**Goal of the exercise:** Rewrite as a numbered list the lines of the records from the one containing "lens in the" through the one containing "[674,321,836,428]", inclusive, and leave out any blank lines.

**Stored records:**
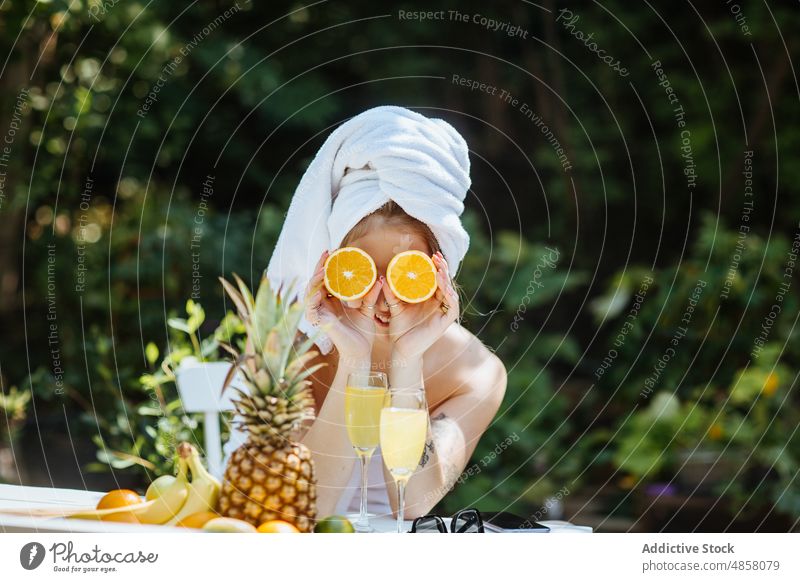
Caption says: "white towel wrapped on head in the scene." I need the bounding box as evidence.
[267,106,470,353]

--

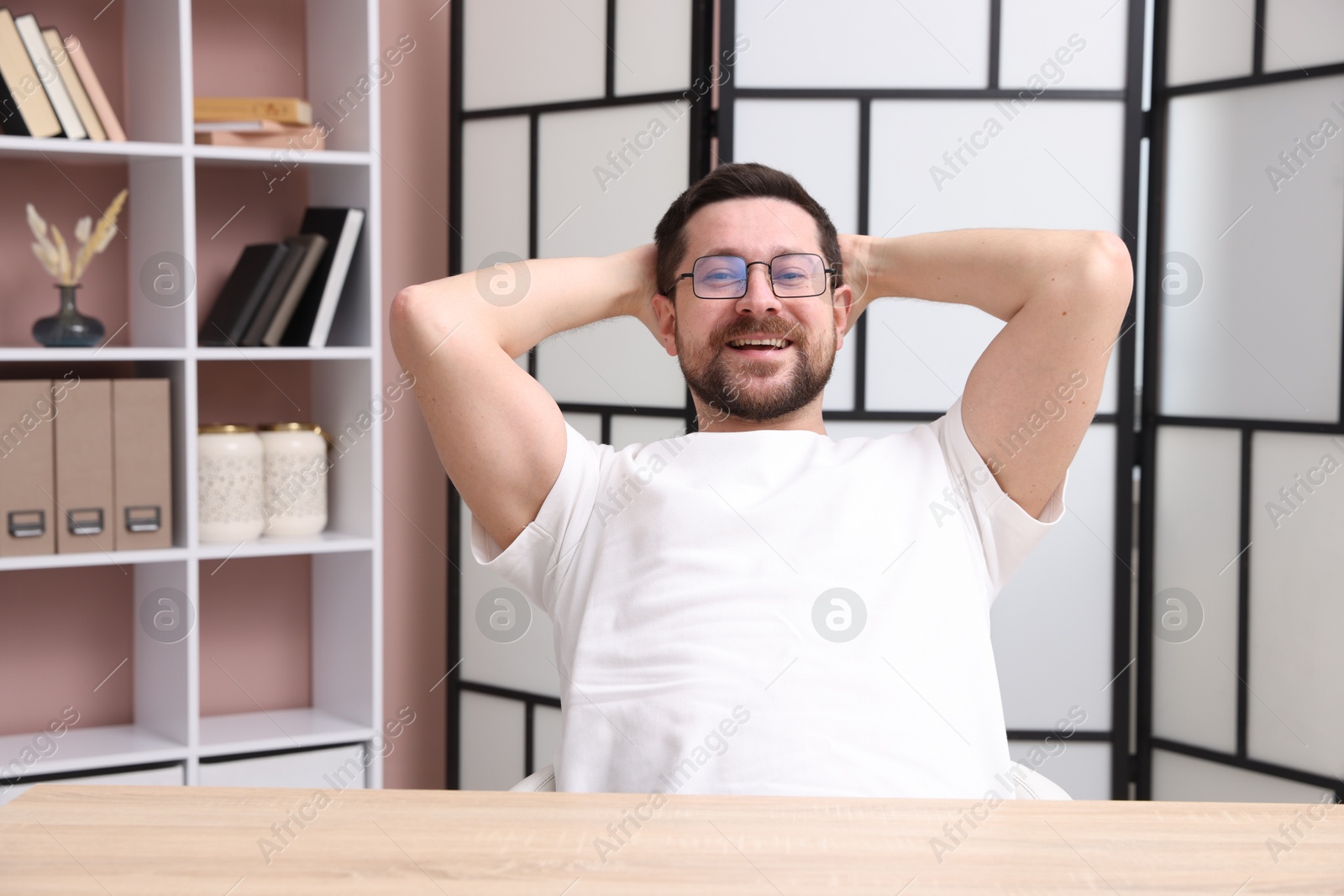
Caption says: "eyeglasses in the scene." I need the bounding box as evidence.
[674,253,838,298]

--

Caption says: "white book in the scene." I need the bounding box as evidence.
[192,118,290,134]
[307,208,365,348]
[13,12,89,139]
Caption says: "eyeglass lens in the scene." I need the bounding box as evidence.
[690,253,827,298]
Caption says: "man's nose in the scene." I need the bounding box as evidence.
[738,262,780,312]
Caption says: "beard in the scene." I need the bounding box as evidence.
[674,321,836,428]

**Correct output:**
1. Caption says: "eyeglass lens in the scene." I need the bounding box as evidence.
2. [690,253,827,298]
3. Caption says: "man's nose in the scene." I need the bounding box as evidence.
4. [738,262,780,312]
5. Caption says: "beard in the scene." I need the bounding box as evidence.
6. [674,321,836,428]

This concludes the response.